* SUPPLIED RECORDS
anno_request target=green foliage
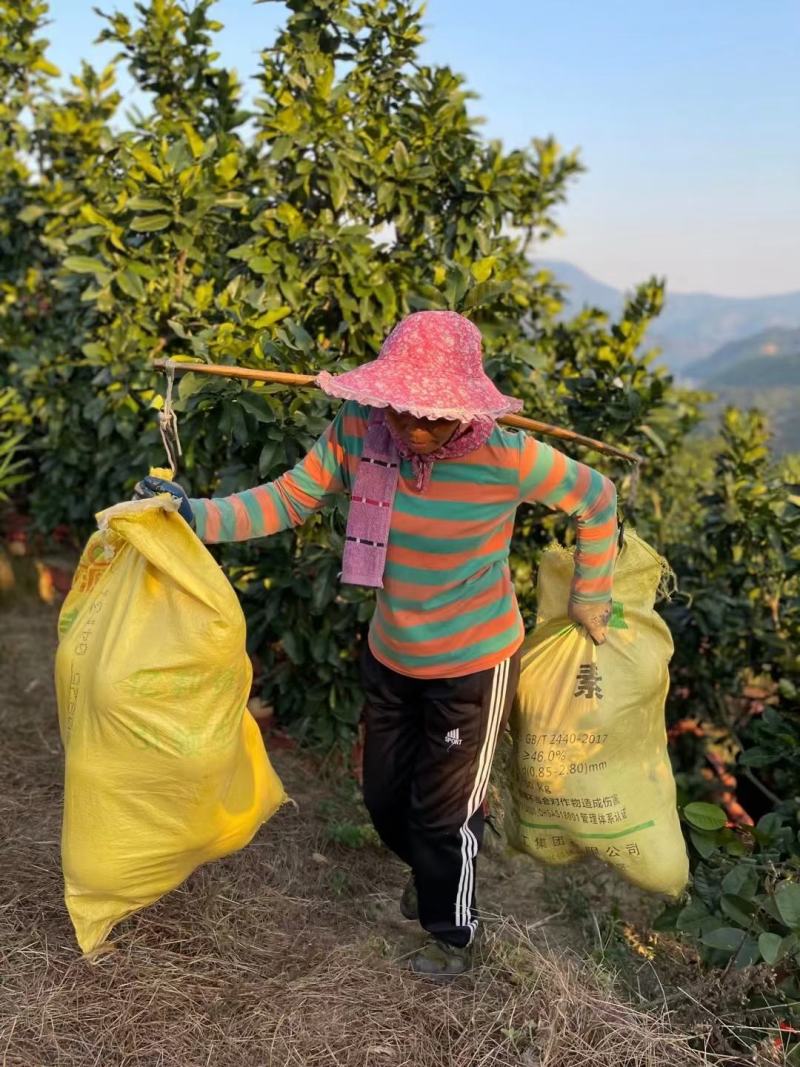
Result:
[0,0,800,1015]
[0,0,693,745]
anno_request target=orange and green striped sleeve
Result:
[190,404,361,544]
[519,435,618,603]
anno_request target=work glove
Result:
[133,474,194,529]
[566,599,611,644]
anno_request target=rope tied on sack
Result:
[158,360,183,478]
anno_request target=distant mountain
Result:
[684,327,800,385]
[686,328,800,456]
[538,259,800,379]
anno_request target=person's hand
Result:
[133,474,194,529]
[566,599,611,644]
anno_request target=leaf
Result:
[720,863,758,898]
[32,55,61,78]
[180,123,206,159]
[130,214,172,234]
[327,171,348,211]
[700,926,747,952]
[689,830,719,860]
[391,141,409,171]
[258,441,281,478]
[116,267,145,300]
[126,196,172,211]
[178,371,208,403]
[64,256,109,274]
[17,204,45,223]
[734,937,761,971]
[214,152,239,182]
[720,893,757,926]
[684,800,727,830]
[247,256,275,274]
[758,930,783,966]
[774,881,800,929]
[470,256,497,282]
[252,304,291,330]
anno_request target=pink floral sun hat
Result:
[317,312,523,423]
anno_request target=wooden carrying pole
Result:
[153,360,643,464]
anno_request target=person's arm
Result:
[190,404,356,544]
[519,436,618,643]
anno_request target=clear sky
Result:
[48,0,800,296]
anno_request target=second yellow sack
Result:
[509,532,689,896]
[55,496,285,952]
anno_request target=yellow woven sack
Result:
[510,532,688,896]
[55,495,285,952]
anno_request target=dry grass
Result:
[0,604,733,1067]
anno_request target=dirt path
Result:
[0,598,725,1067]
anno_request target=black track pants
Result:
[362,648,521,945]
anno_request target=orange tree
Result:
[0,0,697,744]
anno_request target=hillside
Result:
[539,259,800,377]
[685,328,800,385]
[703,348,800,389]
[0,584,725,1067]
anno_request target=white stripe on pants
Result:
[455,658,510,935]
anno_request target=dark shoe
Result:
[400,875,419,921]
[409,938,473,982]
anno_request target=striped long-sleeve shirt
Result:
[191,401,617,678]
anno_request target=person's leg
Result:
[410,652,521,947]
[361,646,422,865]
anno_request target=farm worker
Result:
[137,312,617,977]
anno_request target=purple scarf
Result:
[341,408,494,589]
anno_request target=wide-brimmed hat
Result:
[317,312,523,423]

* EXERCISE GOAL
Turn the lines of the records, from the line containing "anno_request target=dark shoe" through the last line of the records, into a numbered list, leaving out any blank lines.

* WRITTEN RESPONSE
1. anno_request target=dark shoe
2. Result:
3. [400,875,419,921]
4. [409,938,473,982]
5. anno_request target=striped long-sleeve shirt
6. Result:
7. [191,401,617,678]
8. anno_request target=person's leg
9. Result:
10. [410,652,521,947]
11. [361,646,422,865]
12. anno_request target=farm worker
13. Result:
14. [137,312,617,977]
15. anno_request target=purple scarf
16. Result:
17. [341,408,494,589]
18. anno_request target=wide-brimmed hat
19. Result:
20. [317,312,523,423]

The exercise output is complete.